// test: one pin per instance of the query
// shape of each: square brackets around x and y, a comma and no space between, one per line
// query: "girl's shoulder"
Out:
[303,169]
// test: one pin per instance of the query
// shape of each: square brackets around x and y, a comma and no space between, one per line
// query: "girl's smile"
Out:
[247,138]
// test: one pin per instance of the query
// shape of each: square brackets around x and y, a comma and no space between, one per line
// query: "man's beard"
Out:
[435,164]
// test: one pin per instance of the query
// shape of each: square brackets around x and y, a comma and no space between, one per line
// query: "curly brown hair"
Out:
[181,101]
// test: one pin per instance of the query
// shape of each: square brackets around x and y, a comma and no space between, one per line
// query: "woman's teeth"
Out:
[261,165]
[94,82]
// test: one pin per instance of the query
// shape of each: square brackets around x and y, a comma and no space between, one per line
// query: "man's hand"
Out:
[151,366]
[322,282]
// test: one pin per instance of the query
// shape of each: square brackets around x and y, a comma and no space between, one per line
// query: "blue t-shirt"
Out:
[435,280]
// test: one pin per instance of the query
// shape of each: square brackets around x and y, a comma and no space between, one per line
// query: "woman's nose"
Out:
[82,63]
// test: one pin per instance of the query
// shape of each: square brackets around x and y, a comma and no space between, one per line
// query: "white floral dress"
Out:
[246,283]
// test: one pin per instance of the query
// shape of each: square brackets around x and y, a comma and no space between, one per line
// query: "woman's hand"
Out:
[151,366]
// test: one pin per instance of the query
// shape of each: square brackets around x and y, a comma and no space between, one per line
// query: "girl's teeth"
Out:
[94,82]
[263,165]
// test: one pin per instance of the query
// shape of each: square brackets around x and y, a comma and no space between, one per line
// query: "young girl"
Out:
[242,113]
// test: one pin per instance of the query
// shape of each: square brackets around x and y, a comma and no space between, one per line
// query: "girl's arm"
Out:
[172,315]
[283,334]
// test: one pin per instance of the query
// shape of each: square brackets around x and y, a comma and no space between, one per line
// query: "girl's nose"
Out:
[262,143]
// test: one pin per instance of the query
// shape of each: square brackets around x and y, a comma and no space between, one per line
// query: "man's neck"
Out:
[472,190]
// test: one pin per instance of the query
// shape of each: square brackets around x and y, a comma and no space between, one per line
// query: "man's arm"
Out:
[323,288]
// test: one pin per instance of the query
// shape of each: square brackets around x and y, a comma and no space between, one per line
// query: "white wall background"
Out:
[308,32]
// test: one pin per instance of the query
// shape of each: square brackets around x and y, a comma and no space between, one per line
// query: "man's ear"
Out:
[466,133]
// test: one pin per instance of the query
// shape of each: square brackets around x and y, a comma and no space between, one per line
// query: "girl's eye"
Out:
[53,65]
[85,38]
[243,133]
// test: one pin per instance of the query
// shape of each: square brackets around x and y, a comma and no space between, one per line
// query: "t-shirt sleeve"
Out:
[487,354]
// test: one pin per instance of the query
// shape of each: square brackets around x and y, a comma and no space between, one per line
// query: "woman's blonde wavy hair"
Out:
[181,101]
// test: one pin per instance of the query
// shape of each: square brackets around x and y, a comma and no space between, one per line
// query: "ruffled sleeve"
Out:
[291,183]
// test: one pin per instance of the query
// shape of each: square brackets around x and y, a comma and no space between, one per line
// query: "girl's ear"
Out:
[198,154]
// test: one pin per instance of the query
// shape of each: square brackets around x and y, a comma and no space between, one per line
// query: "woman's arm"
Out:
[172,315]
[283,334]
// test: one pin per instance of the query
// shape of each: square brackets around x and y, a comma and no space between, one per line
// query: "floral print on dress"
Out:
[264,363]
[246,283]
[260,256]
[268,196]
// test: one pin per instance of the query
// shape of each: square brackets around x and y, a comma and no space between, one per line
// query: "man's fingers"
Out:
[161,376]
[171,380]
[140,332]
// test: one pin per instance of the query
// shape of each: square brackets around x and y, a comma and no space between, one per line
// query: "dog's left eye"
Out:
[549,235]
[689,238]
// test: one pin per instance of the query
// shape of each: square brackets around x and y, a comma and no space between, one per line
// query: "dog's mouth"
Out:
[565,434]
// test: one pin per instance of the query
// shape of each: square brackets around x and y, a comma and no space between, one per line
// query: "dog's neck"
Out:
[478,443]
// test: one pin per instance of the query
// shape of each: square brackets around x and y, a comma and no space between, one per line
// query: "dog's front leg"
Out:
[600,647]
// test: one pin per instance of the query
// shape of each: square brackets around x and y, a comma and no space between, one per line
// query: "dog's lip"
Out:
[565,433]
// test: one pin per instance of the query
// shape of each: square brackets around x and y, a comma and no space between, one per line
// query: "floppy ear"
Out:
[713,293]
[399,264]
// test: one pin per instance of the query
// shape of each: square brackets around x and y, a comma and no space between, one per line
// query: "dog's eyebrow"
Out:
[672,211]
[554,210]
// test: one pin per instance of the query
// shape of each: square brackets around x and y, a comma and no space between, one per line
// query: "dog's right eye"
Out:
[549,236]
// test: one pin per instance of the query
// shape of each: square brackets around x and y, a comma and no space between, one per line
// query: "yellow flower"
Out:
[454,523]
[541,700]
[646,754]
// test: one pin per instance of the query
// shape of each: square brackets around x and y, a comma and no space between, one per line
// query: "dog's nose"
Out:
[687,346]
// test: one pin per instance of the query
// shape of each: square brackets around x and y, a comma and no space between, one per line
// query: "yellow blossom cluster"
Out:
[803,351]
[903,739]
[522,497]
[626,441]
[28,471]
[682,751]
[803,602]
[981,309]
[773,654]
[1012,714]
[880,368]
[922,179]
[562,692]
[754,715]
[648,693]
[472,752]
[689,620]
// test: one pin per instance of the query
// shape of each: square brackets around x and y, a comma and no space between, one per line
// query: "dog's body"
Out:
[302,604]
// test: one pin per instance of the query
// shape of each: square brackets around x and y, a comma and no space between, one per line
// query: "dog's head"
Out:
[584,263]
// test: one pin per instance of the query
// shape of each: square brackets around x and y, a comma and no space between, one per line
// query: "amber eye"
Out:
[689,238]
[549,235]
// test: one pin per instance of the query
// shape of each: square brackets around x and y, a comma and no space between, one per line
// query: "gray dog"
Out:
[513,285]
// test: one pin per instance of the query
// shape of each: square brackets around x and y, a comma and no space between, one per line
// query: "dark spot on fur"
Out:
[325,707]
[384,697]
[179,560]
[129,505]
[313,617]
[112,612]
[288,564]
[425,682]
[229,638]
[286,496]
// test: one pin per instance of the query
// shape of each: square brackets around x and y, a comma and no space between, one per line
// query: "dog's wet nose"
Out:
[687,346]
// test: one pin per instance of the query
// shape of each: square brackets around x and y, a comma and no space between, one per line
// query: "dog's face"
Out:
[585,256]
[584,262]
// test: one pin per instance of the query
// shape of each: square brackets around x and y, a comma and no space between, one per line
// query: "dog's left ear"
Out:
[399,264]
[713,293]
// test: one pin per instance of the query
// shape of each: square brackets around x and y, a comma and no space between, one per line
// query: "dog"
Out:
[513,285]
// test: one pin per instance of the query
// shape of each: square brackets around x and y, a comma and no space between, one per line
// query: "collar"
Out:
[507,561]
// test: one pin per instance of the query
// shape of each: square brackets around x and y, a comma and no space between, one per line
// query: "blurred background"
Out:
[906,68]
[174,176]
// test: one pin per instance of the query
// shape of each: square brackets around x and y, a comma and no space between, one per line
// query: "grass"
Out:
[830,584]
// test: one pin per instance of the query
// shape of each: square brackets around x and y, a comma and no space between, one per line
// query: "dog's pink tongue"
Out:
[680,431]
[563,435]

= = = = = = =

◆ What is being asked ◆
Could you reproduce every record exactly as shown above?

◆ Written answer ◆
// test: one pin per instance of the query
// shape of each: square brackets around x and y, a comma and no space between, one per line
// query: "girl's shoulder"
Out:
[303,169]
// test: one pin per instance of the query
// shape of each: square brackets around x and y, a comma and no space between, one per line
// query: "girl's smile"
Out:
[247,138]
// test: one pin per instance of the query
// shape of each: square brackets around x and y, a comma and no space between, one per line
// query: "man's beard"
Out:
[435,164]
// test: one pin per instance of the query
// shape of each: square brackets around x and y, a comma and no space between, one per line
// query: "curly brown hair"
Out:
[181,101]
// test: one pin per instance of the query
// shape of each: square brackets around x and y, a comma and no space between, one per line
// query: "woman's teeth"
Out:
[261,165]
[94,82]
// test: one pin per instance of the query
// shape of each: square brackets around x and y, a comma and no space between, one per line
// query: "man's hand"
Out:
[151,366]
[322,282]
// test: one pin per instance of the query
// shape of each: square brackets around x and y, a comma and no space between, one per line
// query: "blue t-shirt"
Out:
[435,280]
// test: one pin per instance of the query
// shape of each: square brackets around x and y, a comma and no space between, one per line
// query: "woman's nose"
Out:
[82,63]
// test: one pin per instance of the query
// shape of each: square brackets around x and y, a comma and no space between, one per line
// query: "white floral dress"
Out:
[246,283]
// test: one pin per instance of the query
// shape of each: square brackets around x and y, a comma and no space between, one per line
// query: "woman's hand"
Out:
[151,366]
// test: one pin per instance of the query
// shape of each: square brackets around x and y, a comma and no space between, one per line
// query: "girl's teeth"
Out:
[94,82]
[263,165]
// test: one pin per instance of the query
// shape of each: square brackets around x and y, a comma and no space between, one per line
// query: "young girl"
Out:
[242,113]
// test: one pin per instance of the query
// shape of each: square brackets around x and y, a comma and no space between, one per line
// query: "girl's arm"
Out:
[172,315]
[283,334]
// test: one pin per instance of the query
// shape of each: square brackets around x and y, a comma and no space between, one per line
// query: "girl's nose"
Out:
[262,143]
// test: one pin per instance of the query
// shape of each: square brackets around x and y, a comma and no space between, one per line
// query: "man's neck"
Out:
[472,190]
// test: one pin per instance of the query
// shape of each: square brackets around x and y, a comma and no space between, one per line
// query: "man's arm"
Out:
[323,288]
// test: one pin per instance of the query
// shape of each: square brackets around x and y, a comma and no space between, one per line
// query: "white wall background"
Out:
[308,32]
// test: one pin per instance of the query
// shape of each: square brackets around x and y, a comma and no space between, one per line
// query: "man's ear"
Out:
[466,133]
// test: one pin per instance of the query
// shape of each: square brackets around x and y, a comma and no space between, one per line
// query: "girl's eye"
Out:
[53,65]
[85,38]
[243,133]
// test: one pin per instance of the query
// shape of each: square brackets around x and y, a comma and no space between, one per line
// query: "t-shirt sleeve"
Out:
[487,354]
// test: one pin per instance of the query
// shape of each: square brackets around x and y, a comma and no space between, one per line
// query: "woman's blonde wavy hair"
Out:
[181,101]
// test: one pin per instance of the query
// shape of each: square brackets around x and y, a comma and no space between, one per line
// query: "ruffled sleeve"
Out:
[291,183]
// test: one pin per instance of the query
// shape of each: square brackets around x and y, a comma and no space between, one per line
// query: "girl's ear"
Out:
[198,154]
// test: one pin per instance of the query
// shape of each: square brackets around x and y, a comma and no space between, one per line
// query: "woman's arm"
Out:
[172,315]
[283,334]
// test: one pin per instance of the query
// shape of each: square brackets around x and y, a comma and no space between, one per line
// query: "floral print on dress"
Out:
[264,363]
[246,283]
[260,256]
[268,196]
// test: one pin per instance of the query
// shape of each: square brackets around x and y, a comma and no space between, one per line
// query: "man's fingers"
Out:
[161,376]
[171,380]
[140,332]
// test: one pin per instance of the query
// shape of each: square brackets around x and y, a comma and no space between, one per line
// query: "dog's left eye"
Out:
[549,235]
[689,238]
// test: one pin per instance of the query
// shape of each: square brackets around x and y, a comma and no space between, one per line
// query: "dog's mouth"
Out:
[565,434]
// test: one pin per instance of the query
// shape of each: square brackets around x and y, a comma and no space between, one per line
// query: "dog's neck"
Out:
[478,443]
// test: one pin per instance of the query
// shape of each: square brackets around x and y, a comma and no space between, one per line
// query: "dog's front leg"
Out:
[600,647]
// test: one pin per instance of the query
// shape of each: square brackets around x and y, a comma and no space between, one per line
// query: "dog's lip"
Out:
[565,433]
// test: one pin per instance of the query
// shape of each: square brackets around x and y, a comma and no space between, one per line
// query: "floppy ear"
Out:
[713,293]
[399,264]
// test: one pin per instance of the query
// shape of each: square brackets around x and y, a comma and no space between, one per line
// query: "dog's eyebrow"
Out:
[672,211]
[554,210]
// test: one pin per instance of the query
// shape of each: square brackets around x and y, a comma and no space between, one per line
// query: "dog's right eye"
Out:
[549,236]
// test: one pin per instance of the query
// shape of each: square brackets around x and y, a comma and no space between, one per line
// query: "yellow flower"
Out:
[454,523]
[541,700]
[646,754]
// test: one pin per instance of the query
// shape of each: square brackets around x and y, a comma and no space between, one per line
// query: "dog's nose"
Out:
[687,346]
// test: one pin per instance of the query
// shape of each: square brackets around x and y, a comma and no space between, one per line
// query: "yellow blossom cluster"
Out:
[803,351]
[903,739]
[522,497]
[626,441]
[28,471]
[682,751]
[803,602]
[981,309]
[773,654]
[1012,714]
[880,368]
[922,179]
[562,692]
[754,715]
[648,693]
[472,752]
[689,620]
// test: one pin per instance of the query
// shape of each: square brackets around x and y, a comma and no space between, one per line
// query: "dog's body"
Out:
[302,604]
// test: one pin per instance of the query
// shape of each: square brackets around x and y, a comma and no space between, one per line
// query: "dog's head"
Out:
[584,263]
// test: one pin per instance of the query
// shape of each: square brackets around x and y, a comma and no space between, one per line
// query: "amber eye"
Out:
[689,238]
[549,235]
// test: one pin per instance of the query
// shape of each: square brackets around x and y, a comma and no space between, one per line
// query: "gray dog"
Out:
[513,285]
// test: one pin per instance of the query
// shape of each: square brackets around x and y, a comma and no space between, one per line
// query: "dark spot on fur"
Out:
[325,707]
[384,697]
[179,560]
[129,505]
[313,617]
[112,612]
[288,564]
[425,682]
[229,638]
[286,496]
// test: one pin per instance of the query
// shape of each: square brackets around x and y, a comma and no space between, one per line
// query: "dog's wet nose"
Out:
[687,346]
// test: one pin per instance of the query
// shape of each: square brackets around x and y, a comma and no space between, one per line
// query: "dog's face"
Out:
[585,256]
[584,262]
// test: one pin per instance of the query
// shape of each: square brackets around x and y, a comma and no space between, one per line
// query: "dog's left ear"
Out:
[399,264]
[713,293]
// test: one pin per instance of the query
// shape of each: square brackets around x and y, a comma and no space between, one per line
// query: "dog"
Out:
[513,285]
// test: one pin per instance of the query
// shape of each: square brackets around x and y, a comma and no space between, one per line
// query: "collar"
Out:
[507,561]
// test: one pin per instance of the query
// shape of each: square brackets around x and y, a comma and no space between, one per line
// query: "blurred background"
Out:
[906,68]
[174,176]
// test: one pin per instance of the query
// shape of each: square brackets around x and y, a comma and no space between, one per line
// query: "grass"
Out:
[830,584]
// test: one pin per instance of the query
// shape of each: square brackets around x and y, a comma and no space between, one per line
// query: "dog's pink tongue"
Out:
[680,431]
[563,435]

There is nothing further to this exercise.